■ Stated goal:
Find "on arm shown in this photograph." in the data below; transcribe the line it appears on and each line after it, exactly, to the end, and nothing else.

■ Given entries:
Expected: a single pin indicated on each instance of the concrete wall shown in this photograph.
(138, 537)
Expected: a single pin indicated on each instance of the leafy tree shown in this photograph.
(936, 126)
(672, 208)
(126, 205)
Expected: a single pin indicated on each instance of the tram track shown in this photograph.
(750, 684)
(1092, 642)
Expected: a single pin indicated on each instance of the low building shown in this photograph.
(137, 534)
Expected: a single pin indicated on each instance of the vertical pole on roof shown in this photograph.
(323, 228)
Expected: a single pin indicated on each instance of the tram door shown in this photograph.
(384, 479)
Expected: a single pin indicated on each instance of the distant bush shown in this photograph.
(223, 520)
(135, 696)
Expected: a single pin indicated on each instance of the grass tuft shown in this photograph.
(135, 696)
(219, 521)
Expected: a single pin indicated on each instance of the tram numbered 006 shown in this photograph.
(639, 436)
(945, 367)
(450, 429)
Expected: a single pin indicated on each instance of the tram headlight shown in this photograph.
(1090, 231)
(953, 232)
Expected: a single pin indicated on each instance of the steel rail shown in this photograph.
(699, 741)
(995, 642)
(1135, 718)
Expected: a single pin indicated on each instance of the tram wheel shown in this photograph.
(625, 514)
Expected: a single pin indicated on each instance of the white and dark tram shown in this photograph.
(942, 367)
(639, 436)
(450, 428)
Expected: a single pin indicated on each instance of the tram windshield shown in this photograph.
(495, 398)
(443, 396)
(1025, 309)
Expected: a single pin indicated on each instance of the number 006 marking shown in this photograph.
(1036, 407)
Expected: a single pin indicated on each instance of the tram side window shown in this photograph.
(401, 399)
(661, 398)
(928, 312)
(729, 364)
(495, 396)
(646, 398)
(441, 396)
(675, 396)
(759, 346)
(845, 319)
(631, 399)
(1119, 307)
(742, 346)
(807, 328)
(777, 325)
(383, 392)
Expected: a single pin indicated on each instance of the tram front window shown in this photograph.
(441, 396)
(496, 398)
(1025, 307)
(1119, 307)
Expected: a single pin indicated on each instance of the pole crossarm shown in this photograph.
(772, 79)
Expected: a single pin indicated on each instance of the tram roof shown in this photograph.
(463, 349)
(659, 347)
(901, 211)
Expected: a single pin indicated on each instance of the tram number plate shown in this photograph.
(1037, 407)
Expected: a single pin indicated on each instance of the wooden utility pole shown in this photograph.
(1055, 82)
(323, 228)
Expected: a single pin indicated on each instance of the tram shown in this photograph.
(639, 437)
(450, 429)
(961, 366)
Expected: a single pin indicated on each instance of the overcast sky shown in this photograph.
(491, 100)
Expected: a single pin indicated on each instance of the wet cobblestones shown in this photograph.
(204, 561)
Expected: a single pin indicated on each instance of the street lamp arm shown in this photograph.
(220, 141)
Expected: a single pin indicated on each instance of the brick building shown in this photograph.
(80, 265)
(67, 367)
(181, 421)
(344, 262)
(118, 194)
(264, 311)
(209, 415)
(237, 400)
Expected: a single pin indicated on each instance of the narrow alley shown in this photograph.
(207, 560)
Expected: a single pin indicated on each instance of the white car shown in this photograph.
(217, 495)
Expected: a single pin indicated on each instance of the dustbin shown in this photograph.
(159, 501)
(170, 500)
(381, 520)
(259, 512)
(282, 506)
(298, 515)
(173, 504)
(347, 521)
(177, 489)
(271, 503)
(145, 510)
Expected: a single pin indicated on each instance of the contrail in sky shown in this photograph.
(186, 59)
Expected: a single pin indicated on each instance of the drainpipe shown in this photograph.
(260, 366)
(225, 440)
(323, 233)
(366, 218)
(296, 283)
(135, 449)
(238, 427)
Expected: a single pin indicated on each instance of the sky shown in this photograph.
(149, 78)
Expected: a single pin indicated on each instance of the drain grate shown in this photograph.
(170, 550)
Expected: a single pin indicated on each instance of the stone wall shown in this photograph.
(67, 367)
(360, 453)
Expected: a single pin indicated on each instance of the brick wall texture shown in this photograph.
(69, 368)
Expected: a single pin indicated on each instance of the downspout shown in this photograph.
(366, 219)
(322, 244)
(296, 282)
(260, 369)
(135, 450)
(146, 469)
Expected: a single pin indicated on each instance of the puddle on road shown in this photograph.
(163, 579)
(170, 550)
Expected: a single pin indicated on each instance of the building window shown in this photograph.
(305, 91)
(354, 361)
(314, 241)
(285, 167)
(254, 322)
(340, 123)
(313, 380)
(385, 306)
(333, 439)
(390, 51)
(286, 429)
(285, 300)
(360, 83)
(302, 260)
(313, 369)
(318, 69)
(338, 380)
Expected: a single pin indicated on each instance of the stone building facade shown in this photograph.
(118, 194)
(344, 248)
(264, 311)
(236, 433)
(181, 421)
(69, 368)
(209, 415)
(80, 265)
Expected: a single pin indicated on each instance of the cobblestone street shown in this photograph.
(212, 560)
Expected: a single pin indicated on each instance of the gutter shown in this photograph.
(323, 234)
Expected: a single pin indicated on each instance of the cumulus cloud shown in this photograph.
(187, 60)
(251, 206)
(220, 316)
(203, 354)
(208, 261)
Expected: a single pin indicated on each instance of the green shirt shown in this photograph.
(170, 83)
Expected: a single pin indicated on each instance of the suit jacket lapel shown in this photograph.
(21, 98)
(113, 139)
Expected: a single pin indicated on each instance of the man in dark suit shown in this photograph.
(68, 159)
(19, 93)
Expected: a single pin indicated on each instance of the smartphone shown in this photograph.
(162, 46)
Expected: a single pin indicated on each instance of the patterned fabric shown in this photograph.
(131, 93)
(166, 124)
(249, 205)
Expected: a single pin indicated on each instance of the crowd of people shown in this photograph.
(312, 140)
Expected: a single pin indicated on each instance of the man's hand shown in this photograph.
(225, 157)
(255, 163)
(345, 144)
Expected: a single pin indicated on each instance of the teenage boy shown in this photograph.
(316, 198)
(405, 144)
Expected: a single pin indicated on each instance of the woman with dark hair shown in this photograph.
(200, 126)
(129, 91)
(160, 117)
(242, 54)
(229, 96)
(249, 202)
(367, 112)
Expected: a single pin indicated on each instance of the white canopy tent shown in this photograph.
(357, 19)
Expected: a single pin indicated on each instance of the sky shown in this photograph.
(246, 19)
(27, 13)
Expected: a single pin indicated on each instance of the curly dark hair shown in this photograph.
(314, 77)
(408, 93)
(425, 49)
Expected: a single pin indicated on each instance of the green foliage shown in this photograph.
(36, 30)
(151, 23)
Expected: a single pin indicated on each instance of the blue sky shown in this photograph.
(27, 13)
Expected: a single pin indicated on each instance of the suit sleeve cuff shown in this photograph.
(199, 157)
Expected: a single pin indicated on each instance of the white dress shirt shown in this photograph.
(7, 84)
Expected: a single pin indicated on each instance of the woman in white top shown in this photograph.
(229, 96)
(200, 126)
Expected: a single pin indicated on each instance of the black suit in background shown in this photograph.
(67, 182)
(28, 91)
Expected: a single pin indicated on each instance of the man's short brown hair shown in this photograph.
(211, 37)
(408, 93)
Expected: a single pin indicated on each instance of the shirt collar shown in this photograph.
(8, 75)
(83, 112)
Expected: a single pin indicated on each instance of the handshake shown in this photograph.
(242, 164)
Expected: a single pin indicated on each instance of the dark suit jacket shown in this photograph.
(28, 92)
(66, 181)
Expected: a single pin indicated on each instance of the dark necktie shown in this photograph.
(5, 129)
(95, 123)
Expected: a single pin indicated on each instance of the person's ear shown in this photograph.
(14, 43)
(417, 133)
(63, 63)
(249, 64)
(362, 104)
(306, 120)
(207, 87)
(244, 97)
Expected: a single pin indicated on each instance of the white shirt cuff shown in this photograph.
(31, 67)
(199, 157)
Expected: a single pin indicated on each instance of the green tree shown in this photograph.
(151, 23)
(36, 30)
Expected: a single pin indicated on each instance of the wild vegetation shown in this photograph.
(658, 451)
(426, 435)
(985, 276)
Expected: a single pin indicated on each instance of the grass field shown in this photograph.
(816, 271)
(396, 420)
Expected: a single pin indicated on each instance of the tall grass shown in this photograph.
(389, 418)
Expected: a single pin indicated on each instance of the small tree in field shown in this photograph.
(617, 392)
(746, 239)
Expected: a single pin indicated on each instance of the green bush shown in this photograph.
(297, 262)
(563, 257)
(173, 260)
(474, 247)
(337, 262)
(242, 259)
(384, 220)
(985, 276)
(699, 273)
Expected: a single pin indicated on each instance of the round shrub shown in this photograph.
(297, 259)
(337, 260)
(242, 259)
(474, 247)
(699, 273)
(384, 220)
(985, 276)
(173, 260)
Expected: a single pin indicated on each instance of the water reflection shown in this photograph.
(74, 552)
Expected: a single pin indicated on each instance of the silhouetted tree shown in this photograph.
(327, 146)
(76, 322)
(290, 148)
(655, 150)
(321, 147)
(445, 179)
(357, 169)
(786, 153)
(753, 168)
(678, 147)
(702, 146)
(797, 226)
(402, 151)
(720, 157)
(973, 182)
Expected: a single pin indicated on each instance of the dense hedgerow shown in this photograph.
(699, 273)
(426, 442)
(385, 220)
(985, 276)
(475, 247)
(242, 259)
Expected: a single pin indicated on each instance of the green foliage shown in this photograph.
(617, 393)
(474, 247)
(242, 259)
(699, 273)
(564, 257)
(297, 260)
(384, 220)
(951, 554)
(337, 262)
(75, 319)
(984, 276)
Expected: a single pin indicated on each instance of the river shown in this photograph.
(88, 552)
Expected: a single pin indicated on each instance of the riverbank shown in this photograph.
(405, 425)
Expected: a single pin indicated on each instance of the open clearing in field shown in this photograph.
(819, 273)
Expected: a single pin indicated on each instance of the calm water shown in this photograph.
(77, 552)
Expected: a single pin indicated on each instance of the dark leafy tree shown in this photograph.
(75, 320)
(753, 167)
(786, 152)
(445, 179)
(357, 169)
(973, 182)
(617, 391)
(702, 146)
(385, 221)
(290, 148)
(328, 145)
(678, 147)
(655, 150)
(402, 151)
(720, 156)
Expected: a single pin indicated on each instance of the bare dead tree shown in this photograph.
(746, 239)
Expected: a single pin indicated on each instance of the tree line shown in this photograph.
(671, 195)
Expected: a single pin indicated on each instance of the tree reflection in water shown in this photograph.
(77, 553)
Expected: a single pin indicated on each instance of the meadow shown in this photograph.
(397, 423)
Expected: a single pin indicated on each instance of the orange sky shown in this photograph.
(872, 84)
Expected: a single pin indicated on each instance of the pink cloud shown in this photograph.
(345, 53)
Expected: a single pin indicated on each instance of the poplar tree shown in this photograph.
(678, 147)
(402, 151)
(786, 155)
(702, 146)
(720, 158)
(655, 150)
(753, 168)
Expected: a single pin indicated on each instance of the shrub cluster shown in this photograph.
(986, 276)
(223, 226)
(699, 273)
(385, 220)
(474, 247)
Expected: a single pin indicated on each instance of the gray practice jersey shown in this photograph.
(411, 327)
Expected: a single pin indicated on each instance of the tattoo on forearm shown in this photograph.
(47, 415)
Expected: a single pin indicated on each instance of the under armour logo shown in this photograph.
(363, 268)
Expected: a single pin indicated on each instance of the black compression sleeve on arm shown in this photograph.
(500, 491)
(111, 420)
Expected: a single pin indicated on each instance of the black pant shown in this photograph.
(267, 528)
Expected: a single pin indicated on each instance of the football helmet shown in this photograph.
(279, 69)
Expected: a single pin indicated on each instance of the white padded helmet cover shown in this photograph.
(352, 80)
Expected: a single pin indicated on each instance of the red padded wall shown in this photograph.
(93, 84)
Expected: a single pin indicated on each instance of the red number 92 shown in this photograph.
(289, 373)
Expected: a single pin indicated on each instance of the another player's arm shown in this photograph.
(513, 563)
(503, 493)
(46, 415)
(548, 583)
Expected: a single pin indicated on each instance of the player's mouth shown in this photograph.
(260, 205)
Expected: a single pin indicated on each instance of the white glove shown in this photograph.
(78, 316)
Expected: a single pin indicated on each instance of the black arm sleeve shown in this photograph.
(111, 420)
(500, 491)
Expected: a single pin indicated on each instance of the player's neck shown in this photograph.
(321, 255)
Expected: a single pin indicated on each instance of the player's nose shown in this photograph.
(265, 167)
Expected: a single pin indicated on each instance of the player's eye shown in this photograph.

■ Correct output:
Expected: a single pin indicated on each instance of the black compression sleeve on arm shown in this photograph.
(500, 491)
(111, 420)
Expected: a single pin indicated on each instance of the black pant shown in this photograph.
(267, 528)
Expected: a single pin indicated on each instance of the football helmet shown in this photograph.
(279, 69)
Expected: a single pin indicated on each instance of the white padded helmet cover shown in this photograph.
(352, 80)
Expected: a single pin indicated on each instance of the red padded wall shown in this photograph.
(93, 84)
Expected: a single pin indicated on each instance of the red number 92 shown in this photograph.
(289, 373)
Expected: a single pin indicated on each instance of the another player's arm shown in this photograph.
(513, 563)
(503, 493)
(46, 415)
(548, 583)
Expected: a single pin indicated on each instance of the player's mouth shown in this photograph.
(260, 205)
Expected: a single pin indicated on each instance of the white glove shown in this photograph.
(78, 316)
Expected: a single pin indicated on each instance of the black arm sleeve shown in this photograph.
(111, 420)
(500, 491)
Expected: a single pin indicated on each instance of the player's neck shown in this photograph.
(321, 255)
Expected: a single pin indicated on each instance of the player's nose shown in this photograph.
(265, 167)
Expected: a single pin indicated on each instance of the player's eye shown in this photograph.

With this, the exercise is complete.